▶ [Données enregistrées]:
%%

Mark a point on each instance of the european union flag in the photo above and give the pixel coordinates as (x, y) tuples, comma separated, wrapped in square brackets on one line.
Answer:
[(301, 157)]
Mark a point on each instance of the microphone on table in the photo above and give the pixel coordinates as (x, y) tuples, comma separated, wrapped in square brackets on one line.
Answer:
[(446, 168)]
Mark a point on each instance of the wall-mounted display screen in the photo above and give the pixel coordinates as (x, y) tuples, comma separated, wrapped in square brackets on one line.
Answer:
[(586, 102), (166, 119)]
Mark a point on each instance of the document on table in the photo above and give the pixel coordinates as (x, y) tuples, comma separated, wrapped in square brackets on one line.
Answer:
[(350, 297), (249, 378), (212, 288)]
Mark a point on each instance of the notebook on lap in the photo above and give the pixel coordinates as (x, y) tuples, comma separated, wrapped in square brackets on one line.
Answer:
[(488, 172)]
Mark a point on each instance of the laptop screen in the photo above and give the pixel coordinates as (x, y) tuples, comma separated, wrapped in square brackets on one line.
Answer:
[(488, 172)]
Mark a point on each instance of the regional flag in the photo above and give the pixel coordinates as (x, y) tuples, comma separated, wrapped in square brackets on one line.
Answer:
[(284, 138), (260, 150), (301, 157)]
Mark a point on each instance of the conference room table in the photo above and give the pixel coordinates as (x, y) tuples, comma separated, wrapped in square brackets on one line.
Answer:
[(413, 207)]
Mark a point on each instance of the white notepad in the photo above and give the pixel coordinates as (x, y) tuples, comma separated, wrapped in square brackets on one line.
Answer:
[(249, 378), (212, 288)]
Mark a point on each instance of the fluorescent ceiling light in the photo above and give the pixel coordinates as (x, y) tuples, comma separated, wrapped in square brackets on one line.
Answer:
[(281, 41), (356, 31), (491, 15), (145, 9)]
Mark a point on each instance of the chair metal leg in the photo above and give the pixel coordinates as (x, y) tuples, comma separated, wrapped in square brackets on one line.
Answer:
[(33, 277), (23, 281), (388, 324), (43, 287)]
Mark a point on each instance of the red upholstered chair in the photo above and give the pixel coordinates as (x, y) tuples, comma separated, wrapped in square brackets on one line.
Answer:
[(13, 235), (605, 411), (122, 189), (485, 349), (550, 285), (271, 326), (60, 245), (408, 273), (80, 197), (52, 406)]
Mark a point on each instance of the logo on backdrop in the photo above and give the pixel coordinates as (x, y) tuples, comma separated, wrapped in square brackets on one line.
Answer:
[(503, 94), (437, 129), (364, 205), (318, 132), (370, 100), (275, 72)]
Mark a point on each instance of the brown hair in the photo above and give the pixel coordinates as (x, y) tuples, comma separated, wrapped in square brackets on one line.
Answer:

%%

▶ [Détails de la tâche]:
Renvoyez à l'identique les lignes allant de celle qui contient « Mark a point on each instance of the brown » jusqu'à la fin des données, ces deux bornes comprises.

▶ [Le résultat]:
Mark a point on each instance of the brown hair in the photo above and give the pixel coordinates as (x, y) tuples, comma separated, wrapped in square brackets on one line.
Answer:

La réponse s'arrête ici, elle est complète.